*Written problem:*
Render every line of the records below as a JSON list of strings, one string per line, omitting any blank lines.

++++ Excerpted data

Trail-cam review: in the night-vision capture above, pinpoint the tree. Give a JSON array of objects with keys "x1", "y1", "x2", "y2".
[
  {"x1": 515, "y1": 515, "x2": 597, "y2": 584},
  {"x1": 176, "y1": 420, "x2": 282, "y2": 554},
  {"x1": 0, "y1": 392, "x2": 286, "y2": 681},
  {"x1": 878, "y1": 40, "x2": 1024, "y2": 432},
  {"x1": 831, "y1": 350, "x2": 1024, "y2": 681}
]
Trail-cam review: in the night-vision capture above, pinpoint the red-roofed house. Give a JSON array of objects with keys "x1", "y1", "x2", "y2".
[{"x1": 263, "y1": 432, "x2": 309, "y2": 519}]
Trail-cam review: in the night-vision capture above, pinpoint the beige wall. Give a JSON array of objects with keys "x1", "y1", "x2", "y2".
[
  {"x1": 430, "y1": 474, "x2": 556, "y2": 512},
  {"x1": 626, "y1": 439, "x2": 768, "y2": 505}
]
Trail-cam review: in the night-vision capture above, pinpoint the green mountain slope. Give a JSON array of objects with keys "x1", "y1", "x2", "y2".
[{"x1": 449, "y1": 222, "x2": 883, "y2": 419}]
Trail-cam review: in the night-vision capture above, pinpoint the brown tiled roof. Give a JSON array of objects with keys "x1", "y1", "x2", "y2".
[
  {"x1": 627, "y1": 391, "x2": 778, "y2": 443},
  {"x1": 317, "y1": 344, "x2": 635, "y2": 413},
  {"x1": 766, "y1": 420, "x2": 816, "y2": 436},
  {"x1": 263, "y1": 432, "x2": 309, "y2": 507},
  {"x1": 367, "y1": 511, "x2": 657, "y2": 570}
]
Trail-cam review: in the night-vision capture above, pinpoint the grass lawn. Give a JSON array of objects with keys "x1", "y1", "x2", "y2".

++++++++

*Output of the task:*
[
  "Trail-cam review: in the night-vision capture above, pinpoint the tree. Give a JSON array of objects with keys \"x1\", \"y1\", \"x2\", \"y2\".",
  "[",
  "  {\"x1\": 515, \"y1\": 515, \"x2\": 597, \"y2\": 584},",
  "  {\"x1\": 176, \"y1\": 420, \"x2\": 282, \"y2\": 554},",
  "  {\"x1\": 0, \"y1\": 392, \"x2\": 286, \"y2\": 681},",
  "  {\"x1\": 878, \"y1\": 40, \"x2\": 1024, \"y2\": 432},",
  "  {\"x1\": 831, \"y1\": 350, \"x2\": 1024, \"y2\": 681}",
  "]",
  "Trail-cam review: in the night-vision capture above, pinpoint the red-roofed house. Give a JSON array of objects with keys \"x1\", \"y1\", \"x2\", \"y2\".",
  "[{\"x1\": 263, \"y1\": 432, \"x2\": 309, \"y2\": 519}]",
  "Trail-cam review: in the night-vision capture above, pinpoint the beige wall. Give a JSON array of objects with keys \"x1\", \"y1\", \"x2\", \"y2\".",
  "[",
  "  {\"x1\": 430, \"y1\": 474, \"x2\": 556, \"y2\": 512},",
  "  {\"x1\": 626, \"y1\": 439, \"x2\": 768, \"y2\": 505}",
  "]",
  "Trail-cam review: in the night-vision capture above, pinpoint the green mountain slope. Give a JSON array of objects with keys \"x1\", \"y1\", \"x2\", \"y2\".",
  "[{\"x1\": 449, \"y1\": 222, \"x2\": 883, \"y2\": 419}]",
  "Trail-cam review: in the night-vision capture above, pinpoint the brown tiled roof. Give a JSON array of objects with keys \"x1\", \"y1\", \"x2\", \"y2\".",
  "[",
  "  {\"x1\": 627, \"y1\": 391, \"x2\": 778, \"y2\": 443},",
  "  {\"x1\": 317, \"y1\": 344, \"x2\": 635, \"y2\": 413},",
  "  {\"x1\": 766, \"y1\": 420, \"x2\": 816, \"y2\": 436},",
  "  {\"x1\": 263, \"y1\": 432, \"x2\": 309, \"y2\": 507},",
  "  {\"x1\": 367, \"y1\": 511, \"x2\": 657, \"y2\": 570}",
  "]",
  "Trail-cam review: in the night-vision capture above, pinpoint the grass lawn. Give a JSON array of objects with keys \"x1\", \"y1\", \"x2\", \"y2\"."
]